* [Your assignment]:
Show the lines below that contain the string "each".

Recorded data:
BEGIN

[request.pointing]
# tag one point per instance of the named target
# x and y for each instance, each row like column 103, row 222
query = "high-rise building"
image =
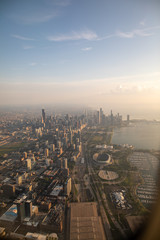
column 46, row 152
column 8, row 190
column 43, row 116
column 65, row 163
column 19, row 180
column 28, row 208
column 67, row 186
column 20, row 210
column 28, row 162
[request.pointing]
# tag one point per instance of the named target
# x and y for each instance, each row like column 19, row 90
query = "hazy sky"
column 95, row 52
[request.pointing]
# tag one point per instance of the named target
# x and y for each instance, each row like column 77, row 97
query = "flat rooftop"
column 10, row 214
column 85, row 222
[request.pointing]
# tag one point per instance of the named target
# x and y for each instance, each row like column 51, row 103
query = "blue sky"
column 98, row 53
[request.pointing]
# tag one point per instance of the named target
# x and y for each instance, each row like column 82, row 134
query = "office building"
column 19, row 180
column 46, row 152
column 8, row 190
column 67, row 187
column 20, row 210
column 65, row 165
column 29, row 165
column 28, row 208
column 43, row 116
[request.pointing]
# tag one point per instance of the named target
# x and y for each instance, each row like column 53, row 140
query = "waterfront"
column 144, row 135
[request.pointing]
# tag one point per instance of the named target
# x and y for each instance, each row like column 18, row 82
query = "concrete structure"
column 46, row 152
column 67, row 187
column 102, row 158
column 85, row 222
column 65, row 163
column 19, row 180
column 28, row 208
column 20, row 210
column 43, row 116
column 8, row 190
column 29, row 165
column 10, row 215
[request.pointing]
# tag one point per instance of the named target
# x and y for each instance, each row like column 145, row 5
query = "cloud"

END

* [Solution to the exercise]:
# x and y for each instance, each row like column 103, row 222
# x and y for each instance, each row like column 19, row 90
# x and y for each instance, each row like column 77, row 97
# x and y for each instance, each row like column 51, row 103
# x and y for each instance, each row like column 82, row 134
# x and y for each instance, each row like column 53, row 140
# x and y for each instance, each row like column 18, row 82
# x and y for each instance, each row like column 145, row 5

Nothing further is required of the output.